EXERCISE PASSAGE section start
EDIT: But apparently I still can't quote correctly!


----------



## Super Luigi

ButIHaveNoFear said:


> @The Penguin
> 
> 
> Oh, don't be so negativistic! (bad joke)
> I just wish the book thing was free so it would actually explain what the categories are and help people get their numbers down if they want. A lot of improvement is possible through practicing a different mindset.
> 
> [HR][/HR]
> P.S. Thank you for teaching me how to make this line! I'm going to use it a lot now!
> 
> EDIT: But apparently I still can't quote correctly!


You're right. A lot of people, tests, and resources, all tell you what you're doing wrong, but they don't give any solutions.


----------



## Krayfish

Electra said:


> if 100%; I guess you have some tendencies :wink:roud:
> 
> But seriously, the test seems a bit exaggerated.


Oh definitely, no doubt. Welcome to the ENFP club btw :>


----------



## Rithrius

The Penguin said:


> You're right. A lot of people, tests, and resources, all tell you what you're doing wrong, but they don't give any solutions.


That's usually the kind of information they expect you to pay for.


----------



## Super Luigi

Rithrius said:


> That's usually the kind of information they expect you to pay for.


that's economics for you


----------



## Pasta

Multiple.
Last time I did it schizoid came out on top.


----------



## Mister Bimbo

Wow, personalitycafe really seems to have a lot of schizoid members roud:


----------



## Electra

Mister Bimbo said:


> Wow, personalitycafe really seems to have a lot of schizoid members roud:






I as just gonna write that :laughing: 

[HR][/HR]

It really surprises me that I didn't score high on avoident .
EXERCISE PASSAGE section end
STORED DATA section start
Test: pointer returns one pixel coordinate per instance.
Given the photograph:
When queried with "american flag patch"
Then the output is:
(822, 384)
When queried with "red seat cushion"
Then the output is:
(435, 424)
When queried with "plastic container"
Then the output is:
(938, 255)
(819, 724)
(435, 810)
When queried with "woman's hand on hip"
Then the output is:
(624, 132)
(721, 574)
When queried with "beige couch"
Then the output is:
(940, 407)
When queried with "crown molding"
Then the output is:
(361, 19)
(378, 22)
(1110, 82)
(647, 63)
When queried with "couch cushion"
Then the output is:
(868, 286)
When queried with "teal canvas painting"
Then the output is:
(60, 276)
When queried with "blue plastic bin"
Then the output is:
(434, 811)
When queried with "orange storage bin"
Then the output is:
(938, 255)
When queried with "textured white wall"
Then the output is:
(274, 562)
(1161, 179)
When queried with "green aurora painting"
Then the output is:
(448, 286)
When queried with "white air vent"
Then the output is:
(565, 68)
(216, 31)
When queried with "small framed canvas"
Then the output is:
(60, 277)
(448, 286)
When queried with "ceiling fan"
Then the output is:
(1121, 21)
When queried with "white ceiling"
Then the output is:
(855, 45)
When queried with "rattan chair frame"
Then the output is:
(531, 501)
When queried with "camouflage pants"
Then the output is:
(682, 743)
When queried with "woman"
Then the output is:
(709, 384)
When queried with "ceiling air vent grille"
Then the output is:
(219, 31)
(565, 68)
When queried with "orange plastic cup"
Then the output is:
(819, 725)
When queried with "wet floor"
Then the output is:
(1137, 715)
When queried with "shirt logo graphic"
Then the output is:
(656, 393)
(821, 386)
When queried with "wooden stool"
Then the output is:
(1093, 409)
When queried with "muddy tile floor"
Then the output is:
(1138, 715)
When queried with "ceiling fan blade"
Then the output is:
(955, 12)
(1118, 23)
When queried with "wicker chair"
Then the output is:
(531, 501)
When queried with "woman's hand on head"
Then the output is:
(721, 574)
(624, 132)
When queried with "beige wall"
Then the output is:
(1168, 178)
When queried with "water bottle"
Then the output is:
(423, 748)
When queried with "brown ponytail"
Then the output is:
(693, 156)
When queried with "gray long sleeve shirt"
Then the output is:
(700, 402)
STORED DATA section end
STORED DATA section start
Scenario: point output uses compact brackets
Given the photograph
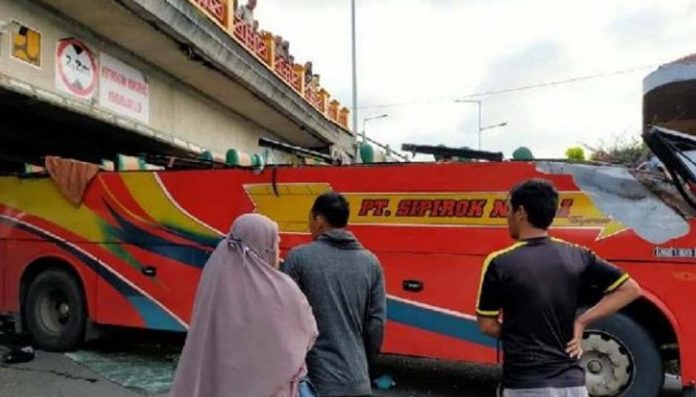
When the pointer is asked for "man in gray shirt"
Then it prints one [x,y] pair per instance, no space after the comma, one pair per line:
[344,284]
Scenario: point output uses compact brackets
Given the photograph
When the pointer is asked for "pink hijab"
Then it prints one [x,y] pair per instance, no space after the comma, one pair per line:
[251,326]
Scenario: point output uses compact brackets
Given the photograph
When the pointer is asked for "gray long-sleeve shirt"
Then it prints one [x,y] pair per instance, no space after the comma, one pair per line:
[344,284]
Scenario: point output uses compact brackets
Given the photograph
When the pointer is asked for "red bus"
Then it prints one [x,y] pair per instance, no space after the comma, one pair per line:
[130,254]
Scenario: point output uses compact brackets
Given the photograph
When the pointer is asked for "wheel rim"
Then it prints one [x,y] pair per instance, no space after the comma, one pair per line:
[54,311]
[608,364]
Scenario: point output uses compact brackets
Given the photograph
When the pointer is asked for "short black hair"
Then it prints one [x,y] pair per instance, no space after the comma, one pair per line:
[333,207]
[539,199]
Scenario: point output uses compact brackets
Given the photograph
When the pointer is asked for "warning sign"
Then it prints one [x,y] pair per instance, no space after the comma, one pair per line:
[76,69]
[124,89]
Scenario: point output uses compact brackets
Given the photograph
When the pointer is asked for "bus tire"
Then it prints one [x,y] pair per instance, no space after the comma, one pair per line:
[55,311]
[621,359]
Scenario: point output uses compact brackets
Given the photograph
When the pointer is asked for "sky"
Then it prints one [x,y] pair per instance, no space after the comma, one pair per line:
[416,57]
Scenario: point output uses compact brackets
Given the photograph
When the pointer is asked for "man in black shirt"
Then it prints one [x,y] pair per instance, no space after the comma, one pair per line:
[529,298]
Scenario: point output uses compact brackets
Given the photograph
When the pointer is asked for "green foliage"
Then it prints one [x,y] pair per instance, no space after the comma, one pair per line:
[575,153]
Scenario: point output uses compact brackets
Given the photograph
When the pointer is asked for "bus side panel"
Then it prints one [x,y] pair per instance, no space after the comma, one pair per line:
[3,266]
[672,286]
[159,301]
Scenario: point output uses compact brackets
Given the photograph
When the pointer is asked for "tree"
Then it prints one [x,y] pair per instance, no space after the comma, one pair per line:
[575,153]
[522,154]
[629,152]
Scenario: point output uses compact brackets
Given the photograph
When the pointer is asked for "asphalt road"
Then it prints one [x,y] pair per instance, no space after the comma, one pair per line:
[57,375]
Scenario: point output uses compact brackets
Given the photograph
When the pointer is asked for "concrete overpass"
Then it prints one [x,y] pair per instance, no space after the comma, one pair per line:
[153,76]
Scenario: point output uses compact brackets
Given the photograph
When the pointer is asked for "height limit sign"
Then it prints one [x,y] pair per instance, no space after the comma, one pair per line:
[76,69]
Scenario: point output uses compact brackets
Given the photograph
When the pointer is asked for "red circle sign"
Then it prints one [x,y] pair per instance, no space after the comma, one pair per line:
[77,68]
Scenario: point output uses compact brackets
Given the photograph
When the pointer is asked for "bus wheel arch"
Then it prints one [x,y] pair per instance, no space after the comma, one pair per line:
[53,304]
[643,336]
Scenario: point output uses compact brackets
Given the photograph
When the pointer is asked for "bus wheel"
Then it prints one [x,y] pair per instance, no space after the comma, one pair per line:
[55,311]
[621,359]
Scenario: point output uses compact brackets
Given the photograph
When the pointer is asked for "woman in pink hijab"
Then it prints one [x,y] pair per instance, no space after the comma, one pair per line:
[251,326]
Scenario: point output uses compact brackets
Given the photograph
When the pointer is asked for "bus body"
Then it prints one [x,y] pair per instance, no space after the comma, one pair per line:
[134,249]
STORED DATA section end
STORED DATA section start
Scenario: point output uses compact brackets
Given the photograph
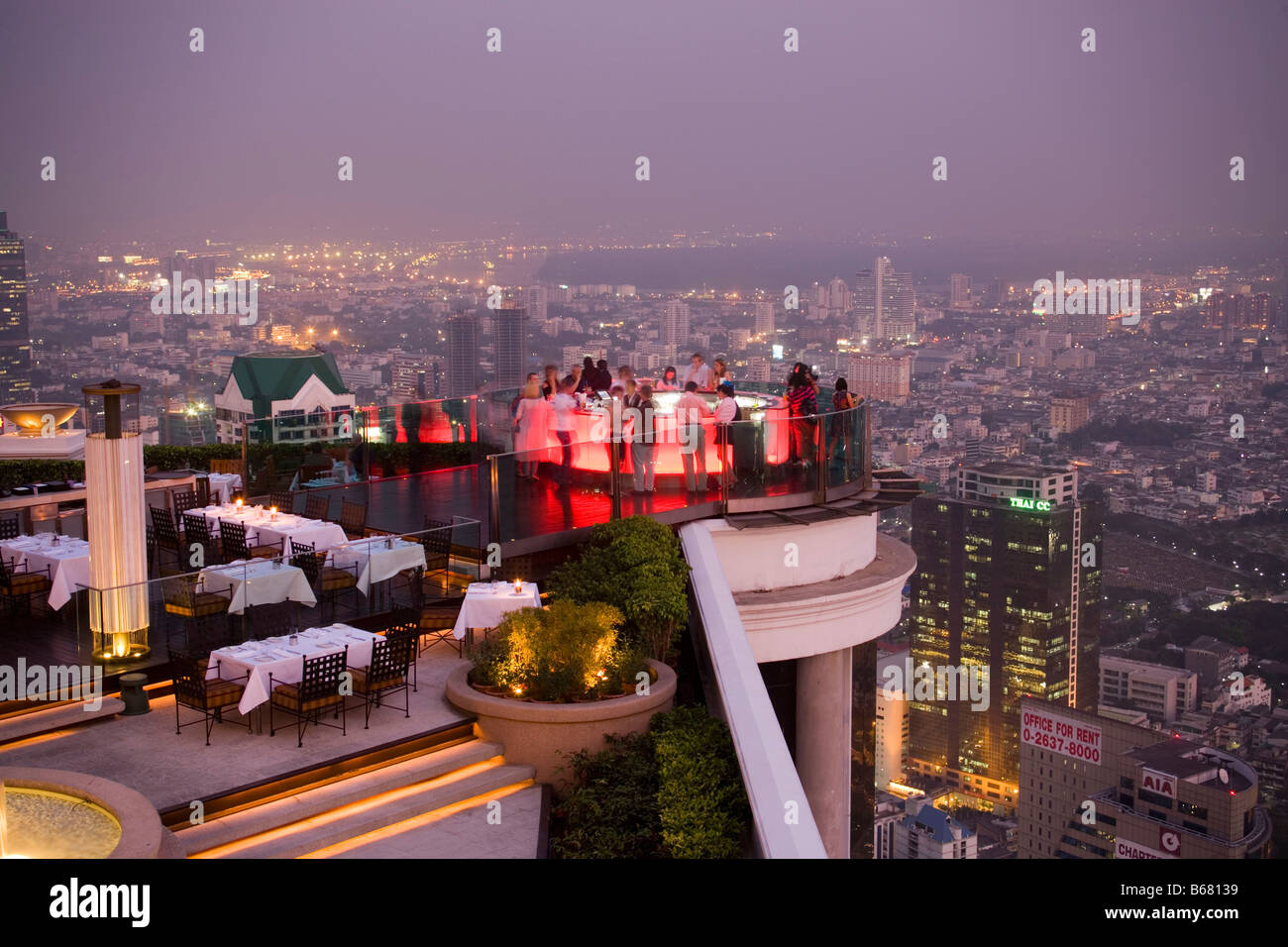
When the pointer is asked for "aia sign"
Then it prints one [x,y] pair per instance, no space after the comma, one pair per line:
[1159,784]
STORED DATA section end
REQUIRED TASKS:
[1] Answer the following questions about the forum thread:
(a) According to Pasta, which category came out on top the last time?
(b) To which club does Krayfish welcome Electra?
(c) On which site does Mister Bimbo say there seem to be a lot of schizoid members?
[2] Translate this sentence from the forum thread into French: "A lot of improvement is possible through practicing a different mindset."
[3] Write the next post in the forum thread, following Electra's last post.

RESPONSES TO THE TASKS:
[1]
(a) Schizoid.
(b) The ENFP club.
(c) Personalitycafe.

[2] Beaucoup de progrès sont possibles en s'exerçant à un état d'esprit différent.

[3]
----------



## Rong Wong

Multiple Personality Styles

Oh dear, oh dear. Either you clicked 'Agree' to too many questions that did not really apply to you, or you appear to have multiple, equally prominent personality styles. It is quite possible that you have several personality styles that are all strongly expressed and which co-exist in you. Whether you really have these multiple personality styles, or you just clicked 'Agree' too leniently, we are unable to say, and we are therefore also incapable of giving you a more personalized description. But you can consult the charts below in order to see which of the styles you score the strongest on.


----------



## Super Luigi

Electra said:


> The schizoid is still leading


As a matter of fact, it's tied with Depressive. I'm assuming you mean @Contraire


----------



## Super Luigi

Electra said:


> I'm talkin' bout trends hun.
> People be chizoid


hmm, well it was 6th on my results, so that makes me feel proud


----------



## Super Luigi

Electra said:


> Respect :cooler:


There's a beautiful word. Thank you.


----------



## Lady of Clockwork

What intrigued me the most was how high my sadistic/masochistic scoring turned out. It makes me sounds as if I just relish in people being in pain and suffering and torment, and that the idea they're doomed to eternal damnation makes me smile ... although, I can't think of a case to prove or disprove this.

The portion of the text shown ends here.